··· Given entries ···
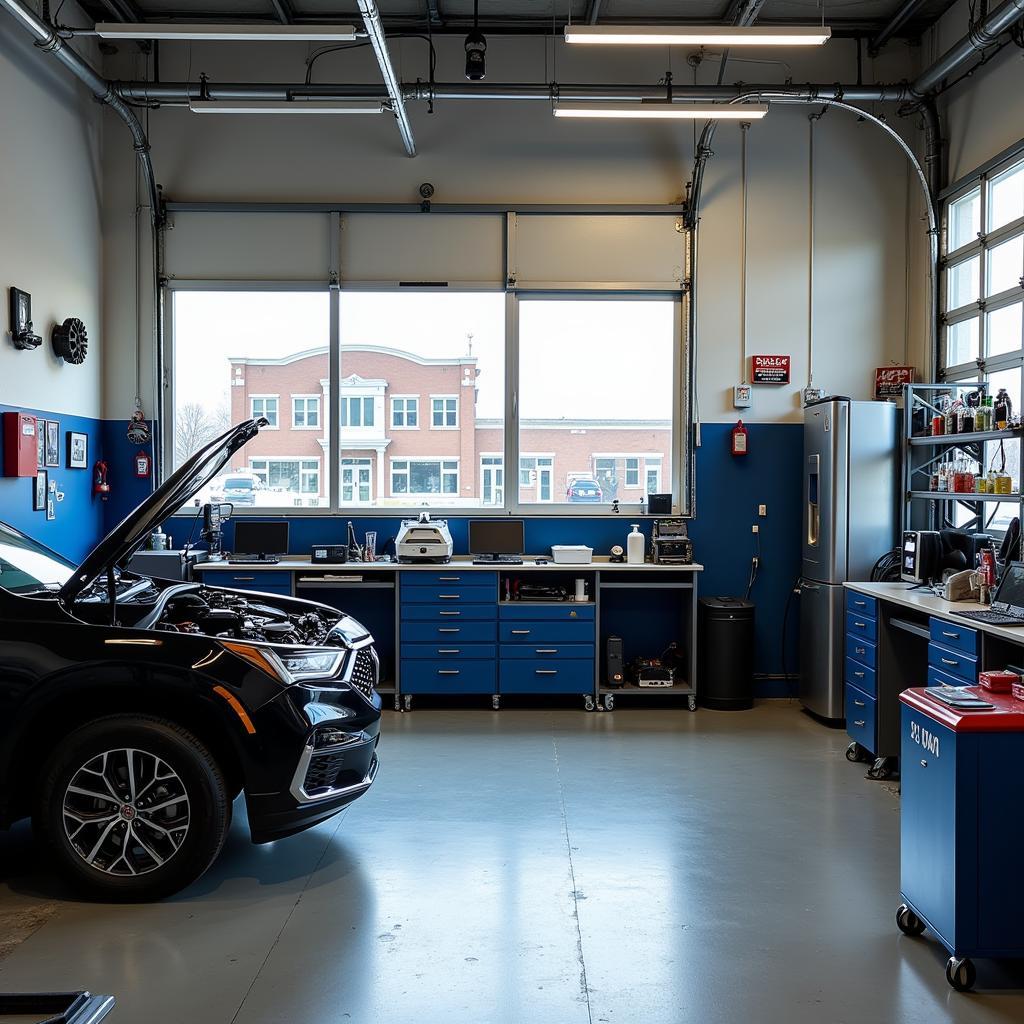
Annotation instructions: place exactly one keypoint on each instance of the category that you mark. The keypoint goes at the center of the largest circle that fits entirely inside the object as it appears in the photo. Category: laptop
(1008, 602)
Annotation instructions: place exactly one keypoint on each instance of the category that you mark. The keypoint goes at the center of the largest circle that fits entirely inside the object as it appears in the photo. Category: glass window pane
(964, 220)
(962, 283)
(448, 345)
(253, 349)
(1006, 197)
(1005, 265)
(1003, 330)
(617, 353)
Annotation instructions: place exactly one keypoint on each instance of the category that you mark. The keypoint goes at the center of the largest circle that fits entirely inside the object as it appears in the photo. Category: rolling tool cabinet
(962, 828)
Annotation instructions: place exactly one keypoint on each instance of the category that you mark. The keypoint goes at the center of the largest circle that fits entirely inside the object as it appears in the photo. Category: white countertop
(296, 564)
(926, 601)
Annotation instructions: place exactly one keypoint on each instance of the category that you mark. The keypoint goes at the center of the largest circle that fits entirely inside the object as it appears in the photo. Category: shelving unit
(924, 509)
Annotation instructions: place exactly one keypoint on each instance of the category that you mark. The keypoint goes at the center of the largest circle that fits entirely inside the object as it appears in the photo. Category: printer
(423, 540)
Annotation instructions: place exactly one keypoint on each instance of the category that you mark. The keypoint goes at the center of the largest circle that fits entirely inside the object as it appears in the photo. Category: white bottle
(634, 546)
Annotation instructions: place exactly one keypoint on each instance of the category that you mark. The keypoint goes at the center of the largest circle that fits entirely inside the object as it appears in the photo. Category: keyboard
(992, 617)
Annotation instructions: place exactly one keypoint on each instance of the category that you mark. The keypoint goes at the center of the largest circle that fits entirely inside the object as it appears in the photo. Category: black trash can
(725, 680)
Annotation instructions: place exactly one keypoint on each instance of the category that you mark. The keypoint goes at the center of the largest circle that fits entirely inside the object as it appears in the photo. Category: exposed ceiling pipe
(372, 20)
(980, 37)
(906, 10)
(48, 41)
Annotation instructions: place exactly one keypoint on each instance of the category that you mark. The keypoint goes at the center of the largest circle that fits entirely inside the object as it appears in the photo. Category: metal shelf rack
(924, 509)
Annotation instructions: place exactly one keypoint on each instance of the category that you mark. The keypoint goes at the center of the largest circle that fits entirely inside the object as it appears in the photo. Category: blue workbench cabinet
(962, 828)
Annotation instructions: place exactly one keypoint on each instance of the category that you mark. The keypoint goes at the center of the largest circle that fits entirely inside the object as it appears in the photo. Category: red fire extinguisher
(739, 438)
(99, 484)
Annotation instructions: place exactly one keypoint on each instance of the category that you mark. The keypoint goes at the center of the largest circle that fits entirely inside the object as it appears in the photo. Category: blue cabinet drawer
(445, 677)
(861, 626)
(545, 651)
(861, 650)
(860, 676)
(953, 636)
(449, 631)
(566, 611)
(546, 633)
(450, 651)
(448, 594)
(861, 604)
(440, 612)
(448, 578)
(860, 716)
(953, 663)
(576, 676)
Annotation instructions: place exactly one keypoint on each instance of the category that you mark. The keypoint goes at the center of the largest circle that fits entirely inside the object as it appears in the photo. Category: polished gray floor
(526, 867)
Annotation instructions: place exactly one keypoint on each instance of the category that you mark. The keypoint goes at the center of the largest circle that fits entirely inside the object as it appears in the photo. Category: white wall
(50, 194)
(517, 153)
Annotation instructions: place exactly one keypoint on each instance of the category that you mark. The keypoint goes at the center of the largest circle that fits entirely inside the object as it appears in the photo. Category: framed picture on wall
(40, 491)
(78, 450)
(52, 443)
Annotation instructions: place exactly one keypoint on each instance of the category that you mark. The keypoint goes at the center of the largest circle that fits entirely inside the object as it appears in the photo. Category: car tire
(167, 824)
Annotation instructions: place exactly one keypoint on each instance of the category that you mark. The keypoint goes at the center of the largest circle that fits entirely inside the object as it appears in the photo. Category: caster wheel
(908, 923)
(961, 973)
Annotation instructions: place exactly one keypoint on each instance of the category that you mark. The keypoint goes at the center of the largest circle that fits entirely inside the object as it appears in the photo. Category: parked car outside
(133, 711)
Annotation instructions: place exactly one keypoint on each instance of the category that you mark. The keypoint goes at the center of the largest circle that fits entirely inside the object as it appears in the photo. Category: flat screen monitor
(496, 537)
(253, 538)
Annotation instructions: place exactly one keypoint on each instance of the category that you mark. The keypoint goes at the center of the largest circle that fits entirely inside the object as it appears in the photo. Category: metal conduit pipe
(981, 36)
(48, 41)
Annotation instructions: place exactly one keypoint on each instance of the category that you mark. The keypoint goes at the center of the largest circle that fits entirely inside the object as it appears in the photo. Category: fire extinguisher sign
(769, 369)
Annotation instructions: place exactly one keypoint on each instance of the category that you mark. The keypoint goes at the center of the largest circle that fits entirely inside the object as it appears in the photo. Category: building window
(305, 412)
(425, 476)
(265, 406)
(356, 411)
(444, 413)
(406, 412)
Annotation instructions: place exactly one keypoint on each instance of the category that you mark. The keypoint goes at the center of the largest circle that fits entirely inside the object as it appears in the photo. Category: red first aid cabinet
(962, 827)
(19, 452)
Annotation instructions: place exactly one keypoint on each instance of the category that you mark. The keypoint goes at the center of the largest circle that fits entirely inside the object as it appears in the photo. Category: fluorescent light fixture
(286, 107)
(665, 112)
(697, 35)
(228, 33)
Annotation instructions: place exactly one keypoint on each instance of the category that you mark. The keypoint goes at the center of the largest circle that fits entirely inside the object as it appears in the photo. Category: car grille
(366, 671)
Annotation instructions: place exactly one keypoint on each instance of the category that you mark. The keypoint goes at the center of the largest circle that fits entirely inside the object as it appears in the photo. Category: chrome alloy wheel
(126, 812)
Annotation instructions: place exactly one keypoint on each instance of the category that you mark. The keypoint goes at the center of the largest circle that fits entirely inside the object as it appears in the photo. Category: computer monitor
(496, 537)
(253, 538)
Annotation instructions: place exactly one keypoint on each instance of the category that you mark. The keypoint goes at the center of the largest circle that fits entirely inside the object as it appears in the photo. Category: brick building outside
(410, 436)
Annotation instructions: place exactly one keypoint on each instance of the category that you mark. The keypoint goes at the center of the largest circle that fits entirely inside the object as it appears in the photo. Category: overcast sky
(607, 358)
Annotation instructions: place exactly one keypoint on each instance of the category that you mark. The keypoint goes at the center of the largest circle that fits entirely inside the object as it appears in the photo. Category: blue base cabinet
(961, 836)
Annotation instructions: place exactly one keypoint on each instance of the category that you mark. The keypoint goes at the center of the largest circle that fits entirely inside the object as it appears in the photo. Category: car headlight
(290, 665)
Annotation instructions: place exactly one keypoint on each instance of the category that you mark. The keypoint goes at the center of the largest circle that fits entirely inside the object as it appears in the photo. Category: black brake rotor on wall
(71, 341)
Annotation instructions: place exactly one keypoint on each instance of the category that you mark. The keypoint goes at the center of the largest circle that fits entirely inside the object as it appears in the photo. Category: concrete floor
(550, 867)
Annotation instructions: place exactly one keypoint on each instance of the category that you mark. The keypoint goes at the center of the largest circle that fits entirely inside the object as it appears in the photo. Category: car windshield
(28, 567)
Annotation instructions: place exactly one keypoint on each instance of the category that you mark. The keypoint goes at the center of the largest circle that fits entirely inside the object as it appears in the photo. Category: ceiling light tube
(665, 112)
(286, 107)
(228, 33)
(697, 35)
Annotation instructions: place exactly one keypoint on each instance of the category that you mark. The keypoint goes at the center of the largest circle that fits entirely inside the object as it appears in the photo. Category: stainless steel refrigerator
(849, 496)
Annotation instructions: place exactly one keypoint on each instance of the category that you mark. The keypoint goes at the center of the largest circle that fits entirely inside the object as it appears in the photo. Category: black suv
(133, 711)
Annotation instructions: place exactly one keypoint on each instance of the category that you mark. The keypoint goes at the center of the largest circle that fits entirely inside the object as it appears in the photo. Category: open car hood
(122, 542)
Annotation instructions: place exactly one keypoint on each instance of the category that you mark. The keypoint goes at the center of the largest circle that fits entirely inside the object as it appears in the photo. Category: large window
(983, 298)
(414, 409)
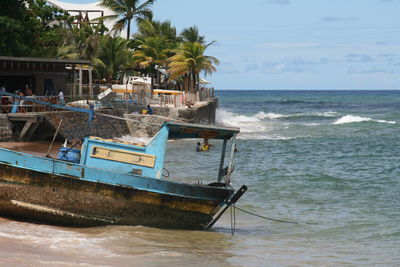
···
◆ What to do ◆
Copy the items word for word, starting at the beginning and ending with the line that contains "(1008, 602)". Leave out the pictures.

◆ Solution for this problem ◆
Annotation instructions: place exactly one keypoint on each instance of the category that you mark. The keypoint goes at the center of the largest circle that fits entirely inside the object as it appears in the photo. Category: laptop
(1008, 602)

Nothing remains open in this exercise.